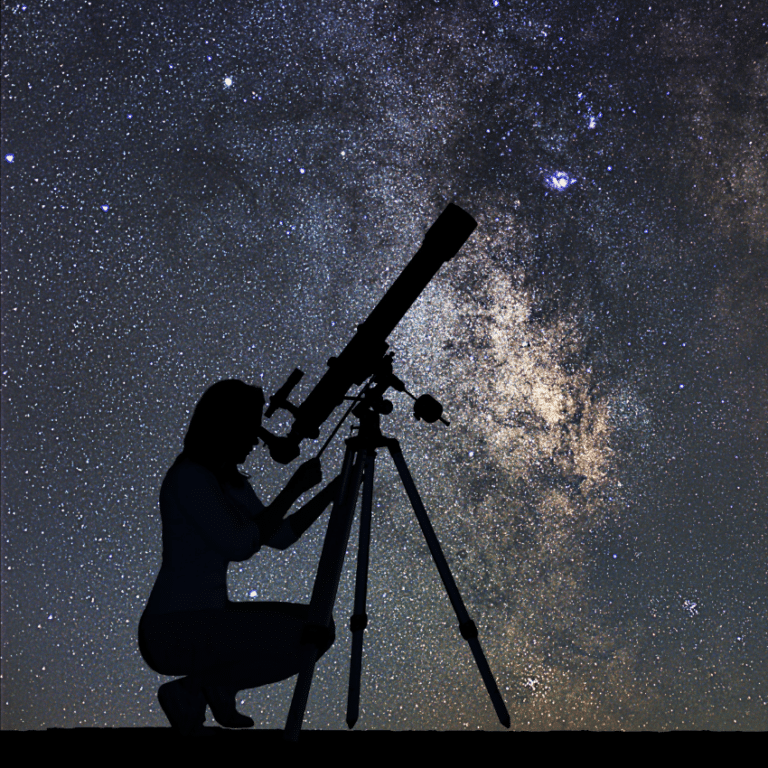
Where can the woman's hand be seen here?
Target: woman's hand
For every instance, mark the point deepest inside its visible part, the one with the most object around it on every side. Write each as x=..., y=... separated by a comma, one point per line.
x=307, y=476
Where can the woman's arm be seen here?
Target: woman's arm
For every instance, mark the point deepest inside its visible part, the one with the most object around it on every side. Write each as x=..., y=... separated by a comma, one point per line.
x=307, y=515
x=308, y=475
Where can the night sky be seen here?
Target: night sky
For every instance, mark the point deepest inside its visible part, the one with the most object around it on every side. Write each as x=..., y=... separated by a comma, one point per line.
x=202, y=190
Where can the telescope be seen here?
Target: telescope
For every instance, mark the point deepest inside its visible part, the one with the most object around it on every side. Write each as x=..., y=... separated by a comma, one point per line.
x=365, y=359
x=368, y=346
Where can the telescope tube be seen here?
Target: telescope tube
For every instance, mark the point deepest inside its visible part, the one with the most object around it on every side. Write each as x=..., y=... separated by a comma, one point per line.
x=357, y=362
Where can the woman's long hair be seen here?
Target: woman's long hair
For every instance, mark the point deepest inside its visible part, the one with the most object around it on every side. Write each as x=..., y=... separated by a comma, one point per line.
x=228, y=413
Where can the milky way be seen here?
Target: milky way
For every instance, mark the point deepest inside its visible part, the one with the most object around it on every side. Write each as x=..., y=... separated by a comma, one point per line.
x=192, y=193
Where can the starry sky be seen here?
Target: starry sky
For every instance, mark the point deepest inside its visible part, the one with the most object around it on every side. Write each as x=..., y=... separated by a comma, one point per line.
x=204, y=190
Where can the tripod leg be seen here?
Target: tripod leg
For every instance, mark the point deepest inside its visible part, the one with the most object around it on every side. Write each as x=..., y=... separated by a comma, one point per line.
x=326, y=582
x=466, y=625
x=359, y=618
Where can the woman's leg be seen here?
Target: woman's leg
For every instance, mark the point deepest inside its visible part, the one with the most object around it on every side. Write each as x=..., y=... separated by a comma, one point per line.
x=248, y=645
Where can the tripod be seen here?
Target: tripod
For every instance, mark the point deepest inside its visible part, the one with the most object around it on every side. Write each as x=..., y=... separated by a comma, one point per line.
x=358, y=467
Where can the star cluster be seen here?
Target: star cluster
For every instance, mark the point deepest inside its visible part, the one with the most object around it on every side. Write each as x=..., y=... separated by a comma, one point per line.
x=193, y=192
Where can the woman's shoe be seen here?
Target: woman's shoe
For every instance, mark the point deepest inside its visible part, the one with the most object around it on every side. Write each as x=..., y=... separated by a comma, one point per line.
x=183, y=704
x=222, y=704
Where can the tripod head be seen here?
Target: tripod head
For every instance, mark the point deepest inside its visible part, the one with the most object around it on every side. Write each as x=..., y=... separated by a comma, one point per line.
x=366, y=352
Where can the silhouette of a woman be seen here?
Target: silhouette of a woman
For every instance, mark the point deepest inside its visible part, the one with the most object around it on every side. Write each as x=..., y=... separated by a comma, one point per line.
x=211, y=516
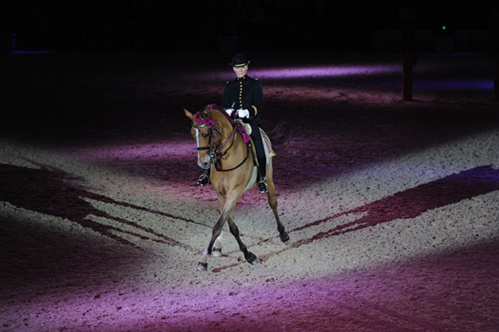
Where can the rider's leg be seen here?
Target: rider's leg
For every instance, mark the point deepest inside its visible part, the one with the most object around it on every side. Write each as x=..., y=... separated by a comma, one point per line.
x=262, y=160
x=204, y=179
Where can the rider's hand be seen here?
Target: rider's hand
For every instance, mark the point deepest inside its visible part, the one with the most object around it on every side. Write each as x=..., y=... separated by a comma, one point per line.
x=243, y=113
====================
Aim:
Write out all of the lines above word for word, but leave out the pictures.

Output for this task:
Where can the woman's hand be seen here?
Target: woman's hand
For every instance, mark the point deepest inside its visible part, the one with the most object around it on every side. Write each as x=..., y=... separated by a comma, one point per line.
x=307, y=476
Where can the woman's arm be seen here?
Target: woman's arm
For every instance, mark the point deepest inside its visible part, the one with the most object around it on every side. Write each as x=..., y=... separated by a comma, one point per line.
x=307, y=515
x=308, y=475
Where can the night sky be seen here?
Target: night sky
For every instance, mark the point deepest inside its visible part, the one with the most object around it on every side. Write each as x=..., y=... separated by a comma, one point per line.
x=202, y=190
Where can the telescope be seen here?
Target: telescope
For every instance, mark the point deepest inside its visible part, the one with the most object around it on every side. Write each as x=..., y=... separated by a comma, one point per line.
x=365, y=359
x=368, y=346
Where can the telescope tube be seen here?
Target: telescope tube
For every instance, mark the point deepest inside its visible part, the one with the most object around it on every side. Write each as x=..., y=... separated by a comma, one point per line.
x=357, y=362
Where can the woman's long hair be seen here?
Target: woman's long hair
For every instance, mark the point deepest inside its visible part, the one with the most object around it on every side. Write each as x=..., y=... separated by a comma, one point per line.
x=228, y=413
Where can the milky way be seen here?
Target: milky way
For every instance, mark the point deepest inside its visible part, the one with the most object around it on every side. Write each as x=..., y=... separated by a comma, one point per line.
x=192, y=193
Where can the starry sky be seen here?
Target: starry sky
For every instance, mark the point deepest inside its visible part, the one with the most object around it on every side. Write each as x=..., y=... separated by a comma, one point per line.
x=204, y=190
Where can the tripod leg be seen here?
Target: tripod leg
For every instance, mark the point deepest inside its visible part, the one with the most object around it on every side. Write each as x=..., y=... separated by a comma, one point per line.
x=326, y=582
x=466, y=625
x=359, y=618
Where can the woman's leg be seen here?
Target: woman's leg
For every instance, mark the point deepest inside its visible part, the one with the most object around it on every side. Write each as x=..., y=... separated by a comma, one point per line.
x=248, y=645
Where can the tripod be seen here?
Target: tripod
For every instance, mark the point deepest inside its visible part, the one with the most object around it on every side. Write each as x=..., y=... separated by a comma, one point per line.
x=358, y=467
Where can the star cluster be seen here?
Target: star cluster
For every instance, mark the point deepest inside its visible part, the one with the most object around it on every side. Write each as x=..., y=... separated by a comma, one point per line.
x=193, y=192
Where can the woman's shoe be seen here?
Target: woman's shoe
For every instance, mark the point deepest inside its visible part, the one with the most object around it on every side. Write each as x=..., y=... separated by a comma, one point per line.
x=183, y=704
x=222, y=704
Where can the tripod head be seen here?
Target: tripod head
For every instance, mark the point deepest inside its visible part, the one with the most object around it on every side. Write each as x=..., y=... separated by a comma, one point per line.
x=366, y=352
Where can the silhouette of a woman be seen here?
Target: silhouette of a woman
For every instance, mark the point deepest inside its visible part, the one with the most object around it on every side. Write each as x=..., y=... separated by a comma, one point per line.
x=211, y=516
Where can the rider's leg be seen here?
Target: rider's leg
For every instance, mark the point deepest inside its visible part, the one with the most object around it on every side. Write each as x=..., y=... separated by a comma, one point per line.
x=262, y=160
x=204, y=179
Where can the rider's hand be seen here?
Target: rider's hand
For every instance, mark the point deepest inside its visible part, the one with the most object around it on every side. Write each as x=..., y=... separated by a comma, one point per line.
x=243, y=113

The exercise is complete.